**What you should do**
Copy every line of the following data that includes the string "rough".

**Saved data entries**

****************************************

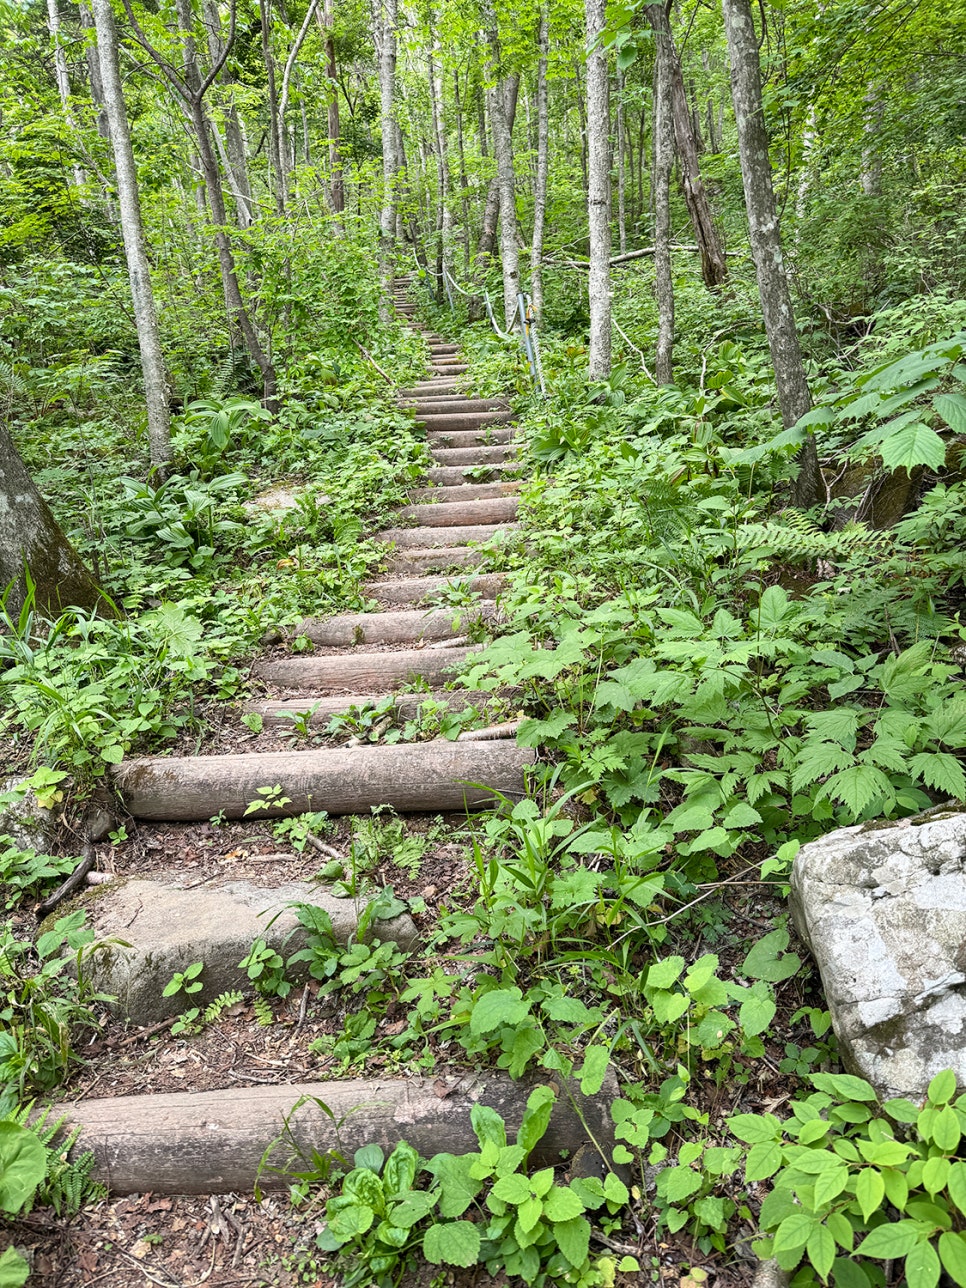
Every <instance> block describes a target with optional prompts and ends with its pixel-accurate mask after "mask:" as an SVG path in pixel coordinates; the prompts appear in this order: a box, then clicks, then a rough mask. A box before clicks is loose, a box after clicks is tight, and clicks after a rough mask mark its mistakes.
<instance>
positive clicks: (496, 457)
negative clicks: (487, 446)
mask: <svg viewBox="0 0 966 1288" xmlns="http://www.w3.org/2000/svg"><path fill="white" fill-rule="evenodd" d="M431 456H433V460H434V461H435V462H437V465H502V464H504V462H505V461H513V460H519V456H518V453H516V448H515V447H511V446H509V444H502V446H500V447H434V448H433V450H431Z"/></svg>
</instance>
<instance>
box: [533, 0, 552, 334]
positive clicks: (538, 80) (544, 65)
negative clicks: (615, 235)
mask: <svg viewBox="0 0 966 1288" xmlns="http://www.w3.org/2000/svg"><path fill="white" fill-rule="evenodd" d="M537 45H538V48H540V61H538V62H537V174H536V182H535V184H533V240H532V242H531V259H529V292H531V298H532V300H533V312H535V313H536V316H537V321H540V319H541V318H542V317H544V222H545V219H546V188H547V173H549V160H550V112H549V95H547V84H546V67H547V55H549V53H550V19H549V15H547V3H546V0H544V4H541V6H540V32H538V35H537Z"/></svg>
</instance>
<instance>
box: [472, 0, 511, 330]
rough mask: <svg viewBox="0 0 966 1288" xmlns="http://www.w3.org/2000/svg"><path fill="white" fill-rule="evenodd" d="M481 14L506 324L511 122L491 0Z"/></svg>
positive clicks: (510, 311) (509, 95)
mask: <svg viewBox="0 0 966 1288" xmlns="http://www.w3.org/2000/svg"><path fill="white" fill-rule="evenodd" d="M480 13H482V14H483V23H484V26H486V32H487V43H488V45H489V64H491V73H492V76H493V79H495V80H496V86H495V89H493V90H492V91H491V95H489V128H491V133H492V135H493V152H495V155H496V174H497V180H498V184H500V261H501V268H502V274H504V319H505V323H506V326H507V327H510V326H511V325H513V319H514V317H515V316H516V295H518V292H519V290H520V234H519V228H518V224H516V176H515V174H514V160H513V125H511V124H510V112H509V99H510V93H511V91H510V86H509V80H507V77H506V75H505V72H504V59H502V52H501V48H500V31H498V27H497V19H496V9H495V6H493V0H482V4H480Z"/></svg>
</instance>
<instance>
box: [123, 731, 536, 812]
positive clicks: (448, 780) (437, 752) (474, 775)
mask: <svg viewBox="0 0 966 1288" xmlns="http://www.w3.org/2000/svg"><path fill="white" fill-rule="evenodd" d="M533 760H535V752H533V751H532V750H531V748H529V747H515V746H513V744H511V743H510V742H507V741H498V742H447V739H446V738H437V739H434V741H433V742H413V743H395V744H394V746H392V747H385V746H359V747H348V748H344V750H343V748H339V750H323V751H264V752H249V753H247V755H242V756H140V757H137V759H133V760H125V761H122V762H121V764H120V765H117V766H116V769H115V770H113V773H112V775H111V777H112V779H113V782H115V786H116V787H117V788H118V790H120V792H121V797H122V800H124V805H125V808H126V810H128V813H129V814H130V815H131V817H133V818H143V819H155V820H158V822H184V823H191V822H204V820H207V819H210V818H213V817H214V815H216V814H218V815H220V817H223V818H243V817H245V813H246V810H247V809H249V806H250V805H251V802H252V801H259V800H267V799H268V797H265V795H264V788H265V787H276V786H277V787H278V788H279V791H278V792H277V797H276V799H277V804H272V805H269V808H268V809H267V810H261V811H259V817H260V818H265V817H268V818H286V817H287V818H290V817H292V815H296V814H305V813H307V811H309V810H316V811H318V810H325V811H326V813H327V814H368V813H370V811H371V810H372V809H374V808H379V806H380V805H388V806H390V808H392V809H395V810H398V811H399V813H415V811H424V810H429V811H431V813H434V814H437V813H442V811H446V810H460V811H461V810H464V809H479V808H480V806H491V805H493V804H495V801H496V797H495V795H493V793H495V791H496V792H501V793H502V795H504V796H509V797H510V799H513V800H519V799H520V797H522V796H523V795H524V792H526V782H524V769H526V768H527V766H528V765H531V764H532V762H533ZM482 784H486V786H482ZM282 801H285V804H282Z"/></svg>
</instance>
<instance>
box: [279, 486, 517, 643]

****************************************

**Output**
Every <instance> block describes a target with optional prompts and ends with its pixel-accurate mask after "mask:" as an SVG path in pixel coordinates; the prompts appear in this order: a box, then clicks, then a rough mask. A box before clicks is loose, a box after clicks is tight, and clicks after a rough mask mark its mistakes.
rough mask: <svg viewBox="0 0 966 1288" xmlns="http://www.w3.org/2000/svg"><path fill="white" fill-rule="evenodd" d="M481 14L506 324L511 122L491 0Z"/></svg>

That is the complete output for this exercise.